Aujourd’hui, en France, des pseudo-médecins, des usurpateurs de titres officiels ou des référents communautaires, comme des figures cultuelles, sont sollicités pour attester de la virginité d’une personne avec ou contre son gré. On entend peu les pseudo-féministes autoproclamées, adeptes des combats idéologiques, comme l’écriture inclusive, sur ces sujets qui sont une réalité dans notre pays ! La dignité des femmes est pourtant bafouée par l’établissement de tels certificats, que l’on n’exige jamais des hommes.
C’est la culture exogène de l’islamisme importé par l’immigration sur notre sol, contraire à nos modes de vie, qui fait des femmes des suspectes. Il est loin l’amour courtois de notre belle culture française !
Le présent amendement prévoit que la simple délivrance des certificats constitue un acte de faux, par lequel un individu, même non professionnel, commet un double délit consistant, d’une part, à établir une attestation ou un certificat faisant état de faits matériellement inexacts, et, d’autre part, à faire usage d’une attestation ou d’un certificat inexact ou falsifié. Or ces délits sont répréhensibles, aux termes de l’article 441-7 du code pénal.

=== Lignes de données ===
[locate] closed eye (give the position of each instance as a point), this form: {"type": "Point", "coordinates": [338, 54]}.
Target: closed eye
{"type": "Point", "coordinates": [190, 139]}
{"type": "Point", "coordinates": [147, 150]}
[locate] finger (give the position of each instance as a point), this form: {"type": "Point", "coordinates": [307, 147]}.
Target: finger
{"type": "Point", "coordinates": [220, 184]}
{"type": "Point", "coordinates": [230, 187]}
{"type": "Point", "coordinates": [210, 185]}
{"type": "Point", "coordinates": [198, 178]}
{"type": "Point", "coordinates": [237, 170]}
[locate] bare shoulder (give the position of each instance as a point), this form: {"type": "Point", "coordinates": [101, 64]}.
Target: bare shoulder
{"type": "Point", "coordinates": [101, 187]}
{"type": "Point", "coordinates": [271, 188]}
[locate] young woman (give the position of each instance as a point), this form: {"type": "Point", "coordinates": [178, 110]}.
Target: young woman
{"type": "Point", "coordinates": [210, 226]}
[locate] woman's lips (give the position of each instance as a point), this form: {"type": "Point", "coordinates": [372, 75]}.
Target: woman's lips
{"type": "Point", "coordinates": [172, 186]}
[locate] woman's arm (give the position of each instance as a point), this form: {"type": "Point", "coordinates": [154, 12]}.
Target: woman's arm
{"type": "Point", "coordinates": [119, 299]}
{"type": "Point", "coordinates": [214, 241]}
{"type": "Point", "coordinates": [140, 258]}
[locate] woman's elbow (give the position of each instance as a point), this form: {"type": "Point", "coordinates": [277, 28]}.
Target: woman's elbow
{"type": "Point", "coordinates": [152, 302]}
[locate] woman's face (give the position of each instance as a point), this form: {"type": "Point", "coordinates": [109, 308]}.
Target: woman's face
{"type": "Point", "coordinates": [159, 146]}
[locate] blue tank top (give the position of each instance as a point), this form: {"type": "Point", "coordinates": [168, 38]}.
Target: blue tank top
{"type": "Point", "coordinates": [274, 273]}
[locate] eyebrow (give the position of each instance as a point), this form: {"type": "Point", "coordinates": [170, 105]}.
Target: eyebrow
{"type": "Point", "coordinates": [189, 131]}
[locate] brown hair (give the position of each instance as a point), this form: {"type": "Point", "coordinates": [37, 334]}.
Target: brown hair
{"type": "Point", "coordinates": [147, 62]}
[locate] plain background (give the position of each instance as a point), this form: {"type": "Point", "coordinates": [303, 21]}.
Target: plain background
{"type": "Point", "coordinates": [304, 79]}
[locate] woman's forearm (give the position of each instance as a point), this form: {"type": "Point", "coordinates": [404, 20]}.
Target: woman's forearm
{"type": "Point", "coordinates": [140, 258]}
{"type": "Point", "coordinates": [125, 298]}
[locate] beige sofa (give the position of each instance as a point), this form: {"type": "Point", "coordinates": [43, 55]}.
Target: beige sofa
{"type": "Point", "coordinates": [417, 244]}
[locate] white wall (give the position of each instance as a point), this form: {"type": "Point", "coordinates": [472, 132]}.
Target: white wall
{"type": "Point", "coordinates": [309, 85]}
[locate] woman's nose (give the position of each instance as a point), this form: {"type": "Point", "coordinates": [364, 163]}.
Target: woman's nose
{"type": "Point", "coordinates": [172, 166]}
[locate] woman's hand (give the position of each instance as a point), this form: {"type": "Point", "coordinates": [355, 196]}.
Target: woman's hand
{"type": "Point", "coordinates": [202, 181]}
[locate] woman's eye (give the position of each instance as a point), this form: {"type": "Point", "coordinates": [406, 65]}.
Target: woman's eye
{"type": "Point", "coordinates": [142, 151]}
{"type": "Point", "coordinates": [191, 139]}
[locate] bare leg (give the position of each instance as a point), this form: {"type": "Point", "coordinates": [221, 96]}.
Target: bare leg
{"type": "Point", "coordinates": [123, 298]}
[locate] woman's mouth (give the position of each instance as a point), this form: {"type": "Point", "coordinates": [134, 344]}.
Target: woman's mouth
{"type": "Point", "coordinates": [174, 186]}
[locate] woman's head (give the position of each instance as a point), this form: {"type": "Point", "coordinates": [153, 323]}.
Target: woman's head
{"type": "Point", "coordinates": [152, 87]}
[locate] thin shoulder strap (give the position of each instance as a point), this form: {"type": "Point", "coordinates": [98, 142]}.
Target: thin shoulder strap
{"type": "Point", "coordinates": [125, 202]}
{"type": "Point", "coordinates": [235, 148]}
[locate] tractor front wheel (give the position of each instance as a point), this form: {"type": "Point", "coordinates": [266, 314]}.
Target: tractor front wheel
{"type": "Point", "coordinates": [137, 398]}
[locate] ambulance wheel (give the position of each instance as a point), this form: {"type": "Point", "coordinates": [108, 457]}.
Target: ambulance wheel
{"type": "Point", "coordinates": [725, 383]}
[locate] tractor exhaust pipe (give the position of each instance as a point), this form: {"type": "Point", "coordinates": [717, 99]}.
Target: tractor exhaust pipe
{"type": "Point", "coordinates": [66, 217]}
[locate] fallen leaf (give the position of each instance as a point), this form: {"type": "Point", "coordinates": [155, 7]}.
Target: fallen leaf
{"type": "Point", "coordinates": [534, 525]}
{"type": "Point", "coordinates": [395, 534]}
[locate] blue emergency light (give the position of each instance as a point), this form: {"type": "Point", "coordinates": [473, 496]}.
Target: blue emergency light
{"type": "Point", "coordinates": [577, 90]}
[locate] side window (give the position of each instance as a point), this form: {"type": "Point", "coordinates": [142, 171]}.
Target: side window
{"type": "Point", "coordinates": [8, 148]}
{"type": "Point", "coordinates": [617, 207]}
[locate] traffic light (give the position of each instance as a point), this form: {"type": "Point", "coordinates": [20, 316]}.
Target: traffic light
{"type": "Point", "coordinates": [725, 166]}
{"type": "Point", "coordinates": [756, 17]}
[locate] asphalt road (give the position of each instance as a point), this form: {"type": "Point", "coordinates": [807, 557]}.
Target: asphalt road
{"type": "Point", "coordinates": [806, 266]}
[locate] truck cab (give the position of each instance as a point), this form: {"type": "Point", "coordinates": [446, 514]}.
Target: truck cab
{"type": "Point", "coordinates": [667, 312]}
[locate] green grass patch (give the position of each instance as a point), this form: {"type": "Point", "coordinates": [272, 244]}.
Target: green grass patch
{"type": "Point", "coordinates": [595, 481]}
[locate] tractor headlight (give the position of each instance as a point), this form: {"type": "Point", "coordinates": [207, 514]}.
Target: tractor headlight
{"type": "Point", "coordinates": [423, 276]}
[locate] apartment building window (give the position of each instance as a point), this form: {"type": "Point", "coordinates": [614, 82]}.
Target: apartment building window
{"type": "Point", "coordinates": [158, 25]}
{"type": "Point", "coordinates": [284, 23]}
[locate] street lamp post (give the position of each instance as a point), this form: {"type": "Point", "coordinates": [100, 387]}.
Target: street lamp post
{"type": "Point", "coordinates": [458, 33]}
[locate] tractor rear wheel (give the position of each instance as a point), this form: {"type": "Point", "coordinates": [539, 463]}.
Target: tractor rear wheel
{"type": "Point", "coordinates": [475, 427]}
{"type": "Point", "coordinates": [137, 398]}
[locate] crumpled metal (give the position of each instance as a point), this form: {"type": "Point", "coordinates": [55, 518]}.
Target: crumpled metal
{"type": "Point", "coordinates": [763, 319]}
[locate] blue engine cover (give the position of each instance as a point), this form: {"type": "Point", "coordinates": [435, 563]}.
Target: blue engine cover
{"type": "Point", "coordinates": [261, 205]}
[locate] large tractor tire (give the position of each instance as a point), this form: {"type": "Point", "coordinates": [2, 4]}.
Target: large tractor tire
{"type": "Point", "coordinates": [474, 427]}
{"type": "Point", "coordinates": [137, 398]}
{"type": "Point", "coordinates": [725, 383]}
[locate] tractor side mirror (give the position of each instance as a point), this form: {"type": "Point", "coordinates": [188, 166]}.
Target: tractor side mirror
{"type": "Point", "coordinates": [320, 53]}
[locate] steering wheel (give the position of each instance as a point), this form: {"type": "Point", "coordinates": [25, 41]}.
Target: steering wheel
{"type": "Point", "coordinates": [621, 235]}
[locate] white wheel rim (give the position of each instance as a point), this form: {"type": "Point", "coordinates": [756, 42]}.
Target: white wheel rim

=== Consignes ===
[A] Extrayez du texte sur les certificats de virginité tout ce qui va de « Le présent amendement » jusqu'à « du code pénal. ».
[B] Traduisez en anglais cette phrase du texte sur les certificats de virginité : « Or ces délits sont répréhensibles, aux termes de l’article 441-7 du code pénal. »
Les lignes ne sont d'aucune utilité pour répondre.

=== Réponses ===
[A]
Le présent amendement prévoit que la simple délivrance des certificats constitue un acte de faux, par lequel un individu, même non professionnel, commet un double délit consistant, d’une part, à établir une attestation ou un certificat faisant état de faits matériellement inexacts, et, d’autre part, à faire usage d’une attestation ou d’un certificat inexact ou falsifié. Or ces délits sont répréhensibles, aux termes de l’article 441-7 du code pénal.

[B] Now, these offenses are punishable under Article 441-7 of the Penal Code.